• **PROBLEM DETAILS**
Where does the string "rocky" occur in the entries below? Copy every line where it does.

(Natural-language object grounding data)
******************************

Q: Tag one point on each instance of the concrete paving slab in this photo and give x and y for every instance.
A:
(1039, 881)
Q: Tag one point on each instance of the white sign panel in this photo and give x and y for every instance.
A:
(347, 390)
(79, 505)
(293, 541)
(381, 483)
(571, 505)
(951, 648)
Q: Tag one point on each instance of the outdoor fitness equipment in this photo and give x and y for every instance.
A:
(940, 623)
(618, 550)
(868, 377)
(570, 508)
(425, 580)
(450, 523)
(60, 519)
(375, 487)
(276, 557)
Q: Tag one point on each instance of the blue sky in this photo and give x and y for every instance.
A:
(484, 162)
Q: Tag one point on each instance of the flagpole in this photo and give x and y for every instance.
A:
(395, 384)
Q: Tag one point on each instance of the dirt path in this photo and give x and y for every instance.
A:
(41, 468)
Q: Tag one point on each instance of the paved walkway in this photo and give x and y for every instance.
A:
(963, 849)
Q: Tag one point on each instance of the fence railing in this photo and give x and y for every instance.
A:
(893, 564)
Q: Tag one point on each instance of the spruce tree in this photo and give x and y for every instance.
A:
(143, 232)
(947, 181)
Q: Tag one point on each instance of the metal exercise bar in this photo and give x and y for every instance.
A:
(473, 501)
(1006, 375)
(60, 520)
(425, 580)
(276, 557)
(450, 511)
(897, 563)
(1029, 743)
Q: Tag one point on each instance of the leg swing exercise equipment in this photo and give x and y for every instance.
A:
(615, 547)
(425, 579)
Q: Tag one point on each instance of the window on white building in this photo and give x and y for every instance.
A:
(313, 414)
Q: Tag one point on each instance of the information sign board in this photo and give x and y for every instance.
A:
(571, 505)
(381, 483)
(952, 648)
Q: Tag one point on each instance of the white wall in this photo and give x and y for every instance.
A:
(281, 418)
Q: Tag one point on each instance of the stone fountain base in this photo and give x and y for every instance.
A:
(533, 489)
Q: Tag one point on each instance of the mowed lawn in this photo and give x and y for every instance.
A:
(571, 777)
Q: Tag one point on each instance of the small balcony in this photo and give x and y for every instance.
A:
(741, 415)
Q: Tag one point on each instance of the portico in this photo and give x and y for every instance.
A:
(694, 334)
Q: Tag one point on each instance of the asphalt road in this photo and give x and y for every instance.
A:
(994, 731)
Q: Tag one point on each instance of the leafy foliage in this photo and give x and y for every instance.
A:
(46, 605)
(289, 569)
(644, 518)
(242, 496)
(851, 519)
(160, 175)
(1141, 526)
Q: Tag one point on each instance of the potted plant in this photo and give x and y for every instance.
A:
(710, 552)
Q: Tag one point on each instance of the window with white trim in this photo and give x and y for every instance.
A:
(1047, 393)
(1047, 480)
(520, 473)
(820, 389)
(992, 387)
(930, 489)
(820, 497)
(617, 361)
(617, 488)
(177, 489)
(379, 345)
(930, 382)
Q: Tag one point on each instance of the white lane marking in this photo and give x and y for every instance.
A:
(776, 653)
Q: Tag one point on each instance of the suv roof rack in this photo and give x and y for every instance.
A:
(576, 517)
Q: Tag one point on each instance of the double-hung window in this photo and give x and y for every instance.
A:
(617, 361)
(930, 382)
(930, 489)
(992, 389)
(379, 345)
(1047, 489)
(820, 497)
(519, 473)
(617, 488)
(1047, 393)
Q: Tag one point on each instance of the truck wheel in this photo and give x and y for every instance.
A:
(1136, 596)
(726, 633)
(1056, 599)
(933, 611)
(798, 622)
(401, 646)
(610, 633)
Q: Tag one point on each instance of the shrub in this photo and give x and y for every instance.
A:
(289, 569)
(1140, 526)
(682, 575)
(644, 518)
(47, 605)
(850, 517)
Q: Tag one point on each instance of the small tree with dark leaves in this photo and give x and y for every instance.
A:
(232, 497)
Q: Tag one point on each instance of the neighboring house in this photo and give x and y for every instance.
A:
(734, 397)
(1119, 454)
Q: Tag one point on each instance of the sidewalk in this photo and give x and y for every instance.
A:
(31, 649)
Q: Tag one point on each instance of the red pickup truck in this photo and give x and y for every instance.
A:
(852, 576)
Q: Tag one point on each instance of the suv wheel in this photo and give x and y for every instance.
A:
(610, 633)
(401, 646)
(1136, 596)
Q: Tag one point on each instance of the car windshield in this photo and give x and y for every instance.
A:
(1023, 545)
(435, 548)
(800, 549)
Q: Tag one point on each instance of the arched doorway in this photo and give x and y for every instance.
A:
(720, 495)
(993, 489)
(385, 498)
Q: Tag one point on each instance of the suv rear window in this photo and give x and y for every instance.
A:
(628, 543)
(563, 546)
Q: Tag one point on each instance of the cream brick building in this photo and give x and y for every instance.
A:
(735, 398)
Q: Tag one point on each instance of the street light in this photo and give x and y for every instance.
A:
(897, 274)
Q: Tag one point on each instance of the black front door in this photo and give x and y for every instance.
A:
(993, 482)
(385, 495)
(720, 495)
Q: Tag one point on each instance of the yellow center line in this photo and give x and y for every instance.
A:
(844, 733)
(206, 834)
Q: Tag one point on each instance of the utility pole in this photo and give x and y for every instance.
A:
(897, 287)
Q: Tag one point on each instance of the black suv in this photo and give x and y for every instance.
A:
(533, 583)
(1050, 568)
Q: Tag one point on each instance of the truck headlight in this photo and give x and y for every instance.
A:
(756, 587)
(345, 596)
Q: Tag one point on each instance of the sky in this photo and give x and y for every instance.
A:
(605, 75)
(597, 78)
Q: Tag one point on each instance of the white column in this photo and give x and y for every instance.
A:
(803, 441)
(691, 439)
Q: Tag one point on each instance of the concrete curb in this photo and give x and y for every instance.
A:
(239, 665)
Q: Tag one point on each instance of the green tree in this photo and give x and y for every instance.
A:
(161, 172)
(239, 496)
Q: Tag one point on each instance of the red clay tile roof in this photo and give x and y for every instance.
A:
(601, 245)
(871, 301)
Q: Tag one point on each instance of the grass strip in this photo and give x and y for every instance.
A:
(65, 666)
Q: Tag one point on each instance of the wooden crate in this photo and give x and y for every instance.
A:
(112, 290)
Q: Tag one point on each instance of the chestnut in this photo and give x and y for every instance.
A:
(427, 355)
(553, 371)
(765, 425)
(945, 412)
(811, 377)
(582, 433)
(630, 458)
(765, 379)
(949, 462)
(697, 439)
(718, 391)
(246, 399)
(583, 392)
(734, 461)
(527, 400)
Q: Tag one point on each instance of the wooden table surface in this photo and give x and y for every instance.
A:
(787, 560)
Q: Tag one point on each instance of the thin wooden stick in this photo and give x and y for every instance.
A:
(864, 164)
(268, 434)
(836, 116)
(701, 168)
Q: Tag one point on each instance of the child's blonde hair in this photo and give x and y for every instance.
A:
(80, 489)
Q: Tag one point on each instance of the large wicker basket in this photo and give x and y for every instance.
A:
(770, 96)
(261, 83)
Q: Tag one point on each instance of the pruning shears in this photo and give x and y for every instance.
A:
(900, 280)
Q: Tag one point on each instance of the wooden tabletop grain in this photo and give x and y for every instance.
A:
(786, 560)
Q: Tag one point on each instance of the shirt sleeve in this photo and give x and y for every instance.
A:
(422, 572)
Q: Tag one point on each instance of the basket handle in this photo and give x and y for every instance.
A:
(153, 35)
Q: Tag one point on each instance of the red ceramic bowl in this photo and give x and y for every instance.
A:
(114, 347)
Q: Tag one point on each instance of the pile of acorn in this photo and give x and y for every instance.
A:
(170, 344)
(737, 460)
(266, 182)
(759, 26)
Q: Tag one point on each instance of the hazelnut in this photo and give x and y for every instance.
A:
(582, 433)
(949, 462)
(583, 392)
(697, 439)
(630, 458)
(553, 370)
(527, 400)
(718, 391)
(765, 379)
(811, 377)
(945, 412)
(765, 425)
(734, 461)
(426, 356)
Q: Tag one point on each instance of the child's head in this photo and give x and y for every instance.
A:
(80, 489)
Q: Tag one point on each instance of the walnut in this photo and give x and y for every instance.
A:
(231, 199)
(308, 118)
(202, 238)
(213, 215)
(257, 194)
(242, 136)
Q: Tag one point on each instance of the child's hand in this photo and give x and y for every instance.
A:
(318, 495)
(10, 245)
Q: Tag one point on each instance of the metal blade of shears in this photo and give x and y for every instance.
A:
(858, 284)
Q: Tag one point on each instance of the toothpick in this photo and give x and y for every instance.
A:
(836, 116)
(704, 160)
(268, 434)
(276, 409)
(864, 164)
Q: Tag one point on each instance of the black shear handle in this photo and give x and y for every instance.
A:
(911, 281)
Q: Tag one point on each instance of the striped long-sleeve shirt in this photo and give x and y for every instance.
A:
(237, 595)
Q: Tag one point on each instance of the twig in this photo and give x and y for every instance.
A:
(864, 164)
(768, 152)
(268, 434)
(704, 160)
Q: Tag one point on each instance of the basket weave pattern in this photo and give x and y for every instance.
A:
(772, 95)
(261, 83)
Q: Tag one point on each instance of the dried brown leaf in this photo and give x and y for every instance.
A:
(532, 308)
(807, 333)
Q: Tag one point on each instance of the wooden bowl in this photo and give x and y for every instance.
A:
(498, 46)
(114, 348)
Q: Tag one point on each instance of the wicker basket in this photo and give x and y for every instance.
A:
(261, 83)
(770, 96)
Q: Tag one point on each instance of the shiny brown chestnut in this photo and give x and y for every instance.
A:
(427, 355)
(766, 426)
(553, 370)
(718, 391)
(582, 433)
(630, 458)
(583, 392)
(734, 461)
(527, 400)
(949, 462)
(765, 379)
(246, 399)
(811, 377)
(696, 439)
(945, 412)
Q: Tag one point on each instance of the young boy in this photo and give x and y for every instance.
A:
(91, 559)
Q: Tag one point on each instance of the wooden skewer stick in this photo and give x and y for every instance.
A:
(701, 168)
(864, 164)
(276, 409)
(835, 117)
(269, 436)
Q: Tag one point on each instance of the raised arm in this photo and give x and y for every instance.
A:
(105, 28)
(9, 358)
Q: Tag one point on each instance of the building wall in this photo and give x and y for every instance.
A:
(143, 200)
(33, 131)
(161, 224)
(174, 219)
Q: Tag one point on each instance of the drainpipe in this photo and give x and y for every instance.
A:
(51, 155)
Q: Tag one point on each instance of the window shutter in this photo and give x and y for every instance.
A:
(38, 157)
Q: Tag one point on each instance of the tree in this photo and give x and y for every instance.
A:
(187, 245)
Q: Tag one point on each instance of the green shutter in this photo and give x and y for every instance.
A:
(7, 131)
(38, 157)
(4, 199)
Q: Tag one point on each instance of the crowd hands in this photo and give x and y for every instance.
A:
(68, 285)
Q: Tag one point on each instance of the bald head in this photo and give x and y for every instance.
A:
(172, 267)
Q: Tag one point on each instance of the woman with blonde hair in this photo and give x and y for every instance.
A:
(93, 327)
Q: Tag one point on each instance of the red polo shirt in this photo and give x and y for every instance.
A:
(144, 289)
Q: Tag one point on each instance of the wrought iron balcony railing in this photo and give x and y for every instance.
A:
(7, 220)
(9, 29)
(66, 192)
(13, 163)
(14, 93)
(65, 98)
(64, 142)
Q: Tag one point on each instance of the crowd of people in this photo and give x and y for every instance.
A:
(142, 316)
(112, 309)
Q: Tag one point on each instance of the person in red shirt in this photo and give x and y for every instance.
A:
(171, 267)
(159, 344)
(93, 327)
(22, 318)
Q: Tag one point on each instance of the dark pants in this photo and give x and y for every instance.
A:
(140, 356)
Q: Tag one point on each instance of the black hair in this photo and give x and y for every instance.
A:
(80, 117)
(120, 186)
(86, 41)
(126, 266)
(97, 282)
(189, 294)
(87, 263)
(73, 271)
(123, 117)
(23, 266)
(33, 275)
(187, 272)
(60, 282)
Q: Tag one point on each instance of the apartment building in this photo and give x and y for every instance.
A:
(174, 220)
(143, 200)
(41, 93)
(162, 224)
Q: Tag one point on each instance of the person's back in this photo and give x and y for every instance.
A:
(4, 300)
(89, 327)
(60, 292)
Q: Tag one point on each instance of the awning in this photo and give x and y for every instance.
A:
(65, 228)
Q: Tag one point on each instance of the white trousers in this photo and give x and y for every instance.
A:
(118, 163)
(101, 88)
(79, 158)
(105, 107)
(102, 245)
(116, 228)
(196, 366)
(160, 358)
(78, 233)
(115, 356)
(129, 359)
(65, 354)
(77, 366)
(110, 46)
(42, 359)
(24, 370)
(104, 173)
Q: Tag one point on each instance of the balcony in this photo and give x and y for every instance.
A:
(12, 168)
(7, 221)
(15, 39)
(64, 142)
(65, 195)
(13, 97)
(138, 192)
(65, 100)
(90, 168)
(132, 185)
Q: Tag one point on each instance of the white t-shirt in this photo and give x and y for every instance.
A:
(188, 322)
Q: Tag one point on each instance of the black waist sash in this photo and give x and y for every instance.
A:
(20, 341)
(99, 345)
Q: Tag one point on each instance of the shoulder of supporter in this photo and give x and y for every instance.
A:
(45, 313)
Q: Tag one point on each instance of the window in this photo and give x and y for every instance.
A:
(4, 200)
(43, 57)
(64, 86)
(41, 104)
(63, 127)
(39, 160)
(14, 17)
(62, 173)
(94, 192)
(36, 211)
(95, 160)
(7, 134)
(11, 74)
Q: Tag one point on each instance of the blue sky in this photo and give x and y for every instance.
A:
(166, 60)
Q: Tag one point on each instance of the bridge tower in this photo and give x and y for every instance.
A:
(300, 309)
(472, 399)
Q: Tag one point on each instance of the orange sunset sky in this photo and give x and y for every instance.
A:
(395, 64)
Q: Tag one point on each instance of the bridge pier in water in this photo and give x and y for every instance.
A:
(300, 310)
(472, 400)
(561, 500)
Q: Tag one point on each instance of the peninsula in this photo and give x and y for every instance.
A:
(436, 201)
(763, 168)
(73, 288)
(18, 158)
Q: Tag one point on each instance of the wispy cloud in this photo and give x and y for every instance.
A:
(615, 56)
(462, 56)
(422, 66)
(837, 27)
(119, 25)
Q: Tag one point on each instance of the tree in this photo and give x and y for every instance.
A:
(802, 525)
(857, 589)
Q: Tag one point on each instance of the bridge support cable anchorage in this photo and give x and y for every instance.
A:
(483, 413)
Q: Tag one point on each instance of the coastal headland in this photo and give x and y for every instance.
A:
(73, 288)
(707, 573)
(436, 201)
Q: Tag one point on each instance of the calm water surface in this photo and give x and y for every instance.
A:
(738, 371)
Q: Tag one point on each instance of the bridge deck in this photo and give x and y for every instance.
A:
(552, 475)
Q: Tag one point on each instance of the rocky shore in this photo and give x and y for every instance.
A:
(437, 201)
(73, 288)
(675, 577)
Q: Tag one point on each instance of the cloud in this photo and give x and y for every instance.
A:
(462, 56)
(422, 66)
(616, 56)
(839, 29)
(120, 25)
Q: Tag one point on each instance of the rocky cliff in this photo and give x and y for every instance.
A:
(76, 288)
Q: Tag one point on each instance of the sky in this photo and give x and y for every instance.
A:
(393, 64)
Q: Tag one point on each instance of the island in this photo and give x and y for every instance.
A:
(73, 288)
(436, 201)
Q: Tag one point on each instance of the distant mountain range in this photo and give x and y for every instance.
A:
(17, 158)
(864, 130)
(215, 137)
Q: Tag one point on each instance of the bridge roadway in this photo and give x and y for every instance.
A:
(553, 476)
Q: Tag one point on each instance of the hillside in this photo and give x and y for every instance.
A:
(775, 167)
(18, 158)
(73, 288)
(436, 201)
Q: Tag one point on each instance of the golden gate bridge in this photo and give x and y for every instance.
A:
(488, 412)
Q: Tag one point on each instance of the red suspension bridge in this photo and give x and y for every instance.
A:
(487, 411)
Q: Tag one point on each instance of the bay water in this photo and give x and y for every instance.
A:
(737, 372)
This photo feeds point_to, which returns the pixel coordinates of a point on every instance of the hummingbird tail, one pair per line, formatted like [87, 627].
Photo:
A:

******************************

• **PROBLEM SOLUTION**
Q: Tag one point on each instance of the rocky shore in this photo and give x and y for every instance.
Q: Tag one point on each instance of the rocky cliff in this photo and give x and y for every instance.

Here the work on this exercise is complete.